* Passage provided:
_ _ _ _ _ _ _

Ludon enters with his black children, who are all carrying African percussion instruments. The children play their instruments and laugh as they march.

Ludon and Eve greet each other once more as the two groups of children face each other. Synthibird appears with a keyboard nearby. The white orchestra plays for the black chorus, who enjoy the music. Eve sings with the choir and conducts them. Elu and Lufa play along from the background, as does Synthibird.

====Children's Choir====
After a brief pause, the black chorus cheers for the white orchestra and use their instruments to applaud. Synthibird disappears.

Ludon signals the black chorus and they begin to sing and play on their African percussion instruments. Synthibird appears in a new location in a slightly different guise and accompanies them quietly. Ludon sings along and signals to each of the 24 children to perform a solo. Eve and her children are spellbound by the performance and erupt in wild cheers and whistles when it is over. Ludon suggests to Eve that their children should play together, and she agrees.

====Children's Tutti====
Eve gives a downbeat for the first bar, which is played only by the white orchestra. Ludon conducts the second bar, which is only played by the black chorus. Eve conducts the third and fourth bars which are played by both the chorus and orchestra. Each section is followed by silence. After the fourth bar, Ludon graciously asks Eve to conduct the ensemble, and he joins the chorus to sing. Elu, Lufa and Synthibird accompany.

The music is performed cheerfully by everyone, and at the end, they all laugh. Eve and her children say goodbye to Ludon and his, and they exit as they came in. During their departure, the children continue to laugh and play fragments of the music they performed together. The sound of their laughter and music grows softer in the distance.

====Consent====
Ludon enters and waits for Eve who appears mysteriously with Elu and Lufa. Ludon gives Eve a black talisman and asks her again to mate with his son Caino. He argues that their offspring will help the evolution of mankind. Eve agrees and gives the talisman back to Ludon. She disappears with Elu and Lufa, to Ludon's surprise. He exits along the same path by which he entered.

===Act two===
Duration: 81.5 minutes

====Fall====
The moon is reflected in a lake, although the moon itself is not in the night sky. The sounds of nocturnal birds are heard. Caino, who is young and black, enters from the right. He looks out over the lake and sits in the lotus position.

Eve approaches in a boat from far across the lake. Elu and Lufa are playing long notes as they stand behind her. The women wear transparent dresses, and the boat stops just offshore. Eve lifts her dress as she wades ashore. The boat moves further out as Eve meets Caino. She sits in his lap, with her legs embracing his hips. They sing together as Elu and Lufa accompany them from the boat.

Eve summons the boat and wades out to it. She sits down with her back to Caino, who watches the boat sail away. He exits to the right.

_ _ _ _ _ _ _

* Excerpted data:
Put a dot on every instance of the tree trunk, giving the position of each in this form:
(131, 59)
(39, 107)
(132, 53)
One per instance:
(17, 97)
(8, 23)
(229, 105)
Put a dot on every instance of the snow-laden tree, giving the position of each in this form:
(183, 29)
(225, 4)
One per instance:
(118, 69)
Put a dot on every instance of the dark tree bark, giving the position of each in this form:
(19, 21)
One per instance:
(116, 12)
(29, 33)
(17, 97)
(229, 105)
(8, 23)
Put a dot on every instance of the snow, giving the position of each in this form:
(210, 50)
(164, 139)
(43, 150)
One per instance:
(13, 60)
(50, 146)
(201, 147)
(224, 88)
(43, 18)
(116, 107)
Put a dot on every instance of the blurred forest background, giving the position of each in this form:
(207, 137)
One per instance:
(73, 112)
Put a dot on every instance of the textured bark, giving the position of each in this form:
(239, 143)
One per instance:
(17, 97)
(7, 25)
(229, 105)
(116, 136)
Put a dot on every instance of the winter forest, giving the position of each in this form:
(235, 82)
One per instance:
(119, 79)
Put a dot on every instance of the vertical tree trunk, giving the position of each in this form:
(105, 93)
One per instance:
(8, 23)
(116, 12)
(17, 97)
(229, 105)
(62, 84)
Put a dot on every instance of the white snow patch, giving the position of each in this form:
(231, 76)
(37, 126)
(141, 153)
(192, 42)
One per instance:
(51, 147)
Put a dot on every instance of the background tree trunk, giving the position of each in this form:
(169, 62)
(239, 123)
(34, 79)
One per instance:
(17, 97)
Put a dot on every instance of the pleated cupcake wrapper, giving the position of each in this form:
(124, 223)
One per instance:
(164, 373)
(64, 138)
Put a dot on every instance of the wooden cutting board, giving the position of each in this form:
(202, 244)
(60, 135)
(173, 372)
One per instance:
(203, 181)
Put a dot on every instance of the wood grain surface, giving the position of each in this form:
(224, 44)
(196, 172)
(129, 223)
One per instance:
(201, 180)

_ _ _ _ _ _ _

* What you need to do:
1. Answer these from the scene summary:
(a) How many children does Ludon signal to perform a solo?
(b) What object does Ludon give Eve in the section headed "Consent"?
(c) What duration is listed for Act two?
2. Reproduce a passage from the scene summary word for word: begin at the words "Ludon enters with" and stop after "as they march.".

* Correct answers:
1.
(a) 24
(b) A black talisman
(c) 81.5 minutes

2.
Ludon enters with his black children, who are all carrying African percussion instruments. The children play their instruments and laugh as they march.